*** Opening of Records shown ***

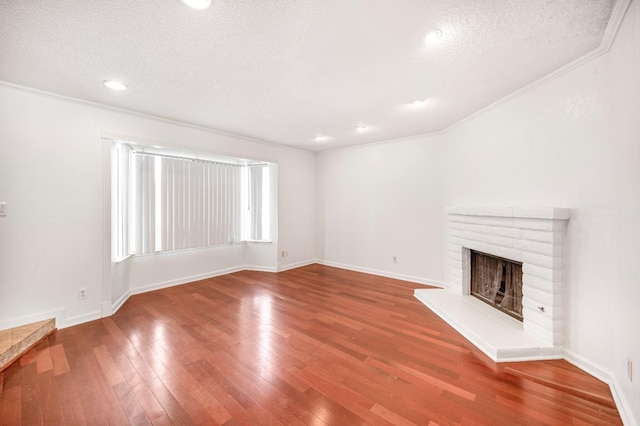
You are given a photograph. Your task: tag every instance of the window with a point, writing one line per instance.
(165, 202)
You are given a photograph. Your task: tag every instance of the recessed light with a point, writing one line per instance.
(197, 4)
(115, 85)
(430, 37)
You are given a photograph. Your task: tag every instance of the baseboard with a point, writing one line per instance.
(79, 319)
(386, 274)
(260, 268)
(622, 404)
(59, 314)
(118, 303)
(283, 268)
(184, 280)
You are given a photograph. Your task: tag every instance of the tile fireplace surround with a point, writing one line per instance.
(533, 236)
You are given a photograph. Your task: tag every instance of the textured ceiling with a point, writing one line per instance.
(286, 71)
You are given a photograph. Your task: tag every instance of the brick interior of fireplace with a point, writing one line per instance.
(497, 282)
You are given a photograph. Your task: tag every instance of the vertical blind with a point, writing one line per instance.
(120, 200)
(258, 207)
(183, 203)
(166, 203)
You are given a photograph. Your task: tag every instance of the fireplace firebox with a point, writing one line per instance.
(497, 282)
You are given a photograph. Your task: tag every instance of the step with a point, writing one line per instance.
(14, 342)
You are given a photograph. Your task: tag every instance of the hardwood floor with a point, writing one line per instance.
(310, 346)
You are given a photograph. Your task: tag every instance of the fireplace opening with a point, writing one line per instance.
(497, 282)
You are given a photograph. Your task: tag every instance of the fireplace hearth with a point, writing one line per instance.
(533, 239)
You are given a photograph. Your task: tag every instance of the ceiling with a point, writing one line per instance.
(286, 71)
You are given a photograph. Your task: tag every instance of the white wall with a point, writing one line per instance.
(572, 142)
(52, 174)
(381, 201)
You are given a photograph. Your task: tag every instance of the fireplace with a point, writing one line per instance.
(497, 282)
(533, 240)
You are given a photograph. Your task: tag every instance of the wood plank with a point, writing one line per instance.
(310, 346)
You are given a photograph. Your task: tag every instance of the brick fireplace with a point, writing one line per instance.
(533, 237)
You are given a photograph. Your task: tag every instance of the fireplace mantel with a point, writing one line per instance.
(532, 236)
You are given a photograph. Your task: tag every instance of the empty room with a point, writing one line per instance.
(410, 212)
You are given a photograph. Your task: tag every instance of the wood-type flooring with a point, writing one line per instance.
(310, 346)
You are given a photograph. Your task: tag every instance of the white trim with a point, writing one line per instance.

*** Close of Records shown ***

### What is being asked
What is needed is an exact copy of all the records, minus any pictures.

### Response box
You are given a photograph. Your task: tag every instance of the window with a point, writing one line per instance.
(165, 202)
You are given a photograph. Your task: tag every instance of the recessed light with a point, writing one line per instance.
(197, 4)
(115, 85)
(430, 37)
You are given a photograph. Your task: tag every instance of the baseboard with a point, writing one line per instance.
(79, 319)
(386, 274)
(260, 268)
(622, 404)
(59, 314)
(118, 303)
(283, 268)
(184, 280)
You are given a photograph. Your task: tag every instance of the tile fireplace surround with a point, writing one line per instance.
(533, 236)
You are given a photograph. Your task: tag every instance of the textured ceiling with a point, writing one line per instance.
(286, 71)
You are given a photograph. Your task: tag every instance of the brick interior of fireplace with a point, writing one line per instance.
(497, 282)
You are given a photograph. Your task: tag every instance of the vertical blind with a point, writing one line per instance.
(120, 200)
(258, 207)
(183, 203)
(166, 203)
You are given a photograph. Your task: tag every instance of the fireplace firebox with a point, writing one line per instance.
(497, 282)
You are given a photograph. Your task: tag every instance of the step with a point, writing one line per instance.
(14, 342)
You are given a photograph. Your task: tag every instance of the hardwood floor with a point, writing one line per instance.
(310, 346)
You are given a photograph. Your task: tag every instance of the fireplace opening with a point, writing one line per instance.
(497, 282)
You are given a photograph. Your task: tag every instance of the fireplace hearth with a point, writing one line per instance.
(533, 239)
You are given a photograph. Your task: tag every instance of the ceiling with a point, writing one line per instance.
(286, 71)
You are given a photograph. Your task: tag every instance of the white wall with a point, writing one line per instance.
(572, 142)
(52, 174)
(381, 201)
You are given a photograph. Your task: tag every instance of the fireplace with a point, writing one line per instance.
(497, 282)
(533, 240)
You are given a photograph. Your task: tag every instance of the wood plank with a point, writing one line per instance.
(310, 346)
You are given a photograph. Your task: tag every instance of the brick fireplace with a point, writing one line per instance.
(533, 237)
You are given a photograph. Your task: tag every instance of the fireplace mantel with a point, writing one line per instance.
(532, 236)
You are given a photograph. Your task: tag every instance of the empty room with a point, writing one line per instance.
(410, 212)
You are given a photograph. Your task: tag every instance of the wood-type flooring with a point, writing one line per instance.
(310, 346)
You are given a photograph. Your task: tag every instance of the white trim with a point, writing one line per instance.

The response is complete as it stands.